その熱意が報われ無事にオーディションが受けられることに。その際には「『神谷さん、オーディション受けられることになりました!』って、あたかも『役が決まりました』みたいなテンションで弊社のデスクさんが電話をかけてきてくれたんです」との嬉しいエピソードもあり、神谷さんは改めて頑張ろうと決意したという。さまざまな出来事をかいくぐった末の参加作は、まさに神谷さんの人生を左右する大きな転機だった。


(5)「夏目友人帳」夏目貴志役(2008年)

「機動戦士ガンダム00」や「マクロスF」と同時期にあった「夏目友人帳」。繊細な少年という、「機動戦士ガンダム00」のティエリアや「マクロスF」のミハエルとは全く異なる役どころだが、実は同日に「機動戦士ガンダム00」と「夏目友人帳」を、その翌日には「マクロスF」を収録するというヘビーな2日間を当時送っていたとのこと。今だから言えるというこの裏話では、高橋さんに突っこまれてその大変さを思い出したのか、神谷さんは思わず苦笑い。その表情からは当時の苦労がうかがえた。

「夏目友人帳」はアニメの前にドラマCDにもなっている作品だが、井上和彦さんと揃ってTV版でも続投が決定した時には、本当に嬉しかったと話してくれた。アニメも2012年に第4期まで放送され、原作も今年で10周年を迎える本作。「まだまだ原作のほうが続いている作品ですのでまた何か動きがあったら嬉しいなと思っている作品です」と、神谷さんも今後に期待の募らせる思い出深い作品となった。


(6)「化物語」阿良々木暦役(2009年)

「夏目友人帳」に続くアニプレックス作品であり、シャフト、新房監督ともますます縁を深めたのがこの「化物語」だ。この作品にもたくさんのエピソードが詰まっている。まずは、出演依頼があり原作を読んだ際のこと。収録前にも関わらず、すでに暦の声が頭の中で再生されたのだという。「この役だけは最初から全部自分の声で聞こえたんですよね」と、これまでは絶対になかった経験をしたと話した。

また、この作品の特徴のひとつともいえるのがセリフ量の多さだが、そんな苦労の甲斐は十二分だったようだ。「やったらやった分だけ、みなさんの反応としていいものが返ってくるというのが分かりました。自分の思いを高めれば高めた分だけ、皆さんが評価してくれるって初めてこの作品で感じた気がしますね」と最後は笑顔を見せてくれた。
•••
取り組む課題 >>
A – ページ抜粋のうち「「機動戦士ガンダム00」や「マクロスF」と同時期にあった」で始まる段落を、主な事実を残して短い箇条書きに書き直す。
B – ページ抜粋によると、アニメ「夏目友人帳」は何年に第4期まで放送されたか。
C – ページ抜粋から、「その熱意が報われ無事にオーデ」で始まり「を左右する大きな転機だった。」で終わる部分を、一字も変えずに繰り返す。
•••
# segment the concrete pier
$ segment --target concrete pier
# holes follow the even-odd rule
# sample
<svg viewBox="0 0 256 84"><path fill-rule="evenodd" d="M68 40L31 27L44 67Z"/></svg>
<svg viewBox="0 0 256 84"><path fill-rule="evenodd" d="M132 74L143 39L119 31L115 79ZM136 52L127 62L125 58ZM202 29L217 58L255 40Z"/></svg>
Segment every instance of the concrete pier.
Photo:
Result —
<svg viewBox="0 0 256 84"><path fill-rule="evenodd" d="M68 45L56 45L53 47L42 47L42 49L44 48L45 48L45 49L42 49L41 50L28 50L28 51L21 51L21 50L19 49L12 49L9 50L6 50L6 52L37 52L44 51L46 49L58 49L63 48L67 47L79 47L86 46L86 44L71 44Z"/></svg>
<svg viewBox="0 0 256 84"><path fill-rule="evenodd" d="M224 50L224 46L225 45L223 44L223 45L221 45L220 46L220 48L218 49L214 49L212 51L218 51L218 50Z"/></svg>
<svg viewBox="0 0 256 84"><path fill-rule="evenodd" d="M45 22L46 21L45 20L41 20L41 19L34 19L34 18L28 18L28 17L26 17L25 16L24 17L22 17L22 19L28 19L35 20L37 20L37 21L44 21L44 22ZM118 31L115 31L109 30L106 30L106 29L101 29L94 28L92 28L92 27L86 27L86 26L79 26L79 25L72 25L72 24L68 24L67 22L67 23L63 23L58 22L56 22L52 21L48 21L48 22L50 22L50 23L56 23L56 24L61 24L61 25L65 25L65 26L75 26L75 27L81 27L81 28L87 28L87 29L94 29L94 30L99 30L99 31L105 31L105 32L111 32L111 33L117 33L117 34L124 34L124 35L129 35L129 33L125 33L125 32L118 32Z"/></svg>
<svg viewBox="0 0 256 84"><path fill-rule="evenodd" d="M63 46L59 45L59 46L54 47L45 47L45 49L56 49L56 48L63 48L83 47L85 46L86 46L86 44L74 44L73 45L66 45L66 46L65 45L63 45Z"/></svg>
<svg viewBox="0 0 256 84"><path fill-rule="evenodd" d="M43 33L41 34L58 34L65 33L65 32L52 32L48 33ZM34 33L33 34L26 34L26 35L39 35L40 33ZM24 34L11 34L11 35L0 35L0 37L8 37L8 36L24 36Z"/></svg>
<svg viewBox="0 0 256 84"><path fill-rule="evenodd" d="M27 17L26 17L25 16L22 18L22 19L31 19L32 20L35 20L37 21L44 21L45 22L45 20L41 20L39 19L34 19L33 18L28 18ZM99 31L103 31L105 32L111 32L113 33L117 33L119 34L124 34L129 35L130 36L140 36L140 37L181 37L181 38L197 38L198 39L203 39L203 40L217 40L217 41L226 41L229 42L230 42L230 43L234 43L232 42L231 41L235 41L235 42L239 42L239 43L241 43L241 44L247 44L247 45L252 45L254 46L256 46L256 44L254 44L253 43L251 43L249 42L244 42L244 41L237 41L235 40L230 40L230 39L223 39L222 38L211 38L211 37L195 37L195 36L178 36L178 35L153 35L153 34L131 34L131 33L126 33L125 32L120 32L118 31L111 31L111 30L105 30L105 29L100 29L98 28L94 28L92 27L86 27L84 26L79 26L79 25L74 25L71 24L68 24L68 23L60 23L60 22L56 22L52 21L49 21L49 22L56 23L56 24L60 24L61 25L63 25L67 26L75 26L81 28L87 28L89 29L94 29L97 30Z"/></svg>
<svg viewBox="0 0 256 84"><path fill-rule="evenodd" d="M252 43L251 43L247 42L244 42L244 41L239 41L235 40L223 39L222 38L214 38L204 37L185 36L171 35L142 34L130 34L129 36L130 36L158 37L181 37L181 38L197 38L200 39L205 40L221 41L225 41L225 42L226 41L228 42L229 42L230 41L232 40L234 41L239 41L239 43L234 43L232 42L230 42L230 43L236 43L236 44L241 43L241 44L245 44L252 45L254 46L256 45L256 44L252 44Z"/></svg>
•••
解答例 >>
A –
・「夏目友人帳」は「機動戦士ガンダム00」「マクロスF」と同時期の作品
・夏目貴志は繊細な少年で、ティエリアやミハエルとは全く異なる役どころ
・当時、同じ日に「機動戦士ガンダム00」と「夏目友人帳」を、翌日に「マクロスF」を収録するヘビーな2日間を送っていた
・高橋さんに突っこまれた神谷さんは思わず苦笑いし、その表情から当時の苦労がうかがえた

B – 2012年。

C –
その熱意が報われ無事にオーディションが受けられることに。その際には「『神谷さん、オーディション受けられることになりました!』って、あたかも『役が決まりました』みたいなテンションで弊社のデスクさんが電話をかけてきてくれたんです」との嬉しいエピソードもあり、神谷さんは改めて頑張ろうと決意したという。さまざまな出来事をかいくぐった末の参加作は、まさに神谷さんの人生を左右する大きな転機だった。